#### The task
All that is needed is the line containing "Query: roasted cherry tomato" together with each line after it, transcribed exactly to the end of the records.

#### Supplied information
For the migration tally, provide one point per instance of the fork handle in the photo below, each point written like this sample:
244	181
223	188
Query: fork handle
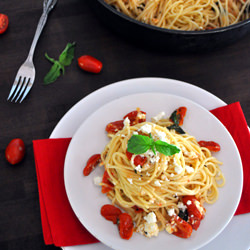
48	6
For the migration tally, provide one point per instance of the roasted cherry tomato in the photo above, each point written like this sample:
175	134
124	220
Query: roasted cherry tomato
181	228
137	209
110	212
114	127
136	117
196	211
108	185
4	23
211	145
15	151
126	226
92	162
90	64
138	160
177	117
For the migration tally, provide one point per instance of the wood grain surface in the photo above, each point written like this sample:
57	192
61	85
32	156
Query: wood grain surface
224	72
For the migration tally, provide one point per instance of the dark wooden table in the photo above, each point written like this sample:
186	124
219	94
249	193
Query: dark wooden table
225	73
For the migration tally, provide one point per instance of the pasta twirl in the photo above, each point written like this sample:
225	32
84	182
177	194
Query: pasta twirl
160	183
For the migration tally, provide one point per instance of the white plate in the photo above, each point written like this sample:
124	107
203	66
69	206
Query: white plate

#### Response below
Query: roasted cherry tomato
181	228
137	209
110	212
114	127
136	117
196	211
108	185
4	23
211	145
15	151
126	226
92	162
90	64
138	160
177	117
For the migration tally, provide one point per instance of the wood grain surface in the photo above, each point written like this sample:
57	192
61	85
32	156
Query: wood grain surface
224	72
For the migration tally, provide one point per instance of the dark wooden table in the photo above, each point written like this sample:
186	124
219	94
249	193
Query: dark wooden table
225	73
For the migration tally, provide one point per instance of the pasta twirl in the photo above, each point written like this sample:
225	32
84	182
177	194
Query: pasta twirl
160	183
For the migration tally, provide one point per instance of the white plate in the photo above, each point written like this sample:
124	107
203	66
69	206
Query: white plate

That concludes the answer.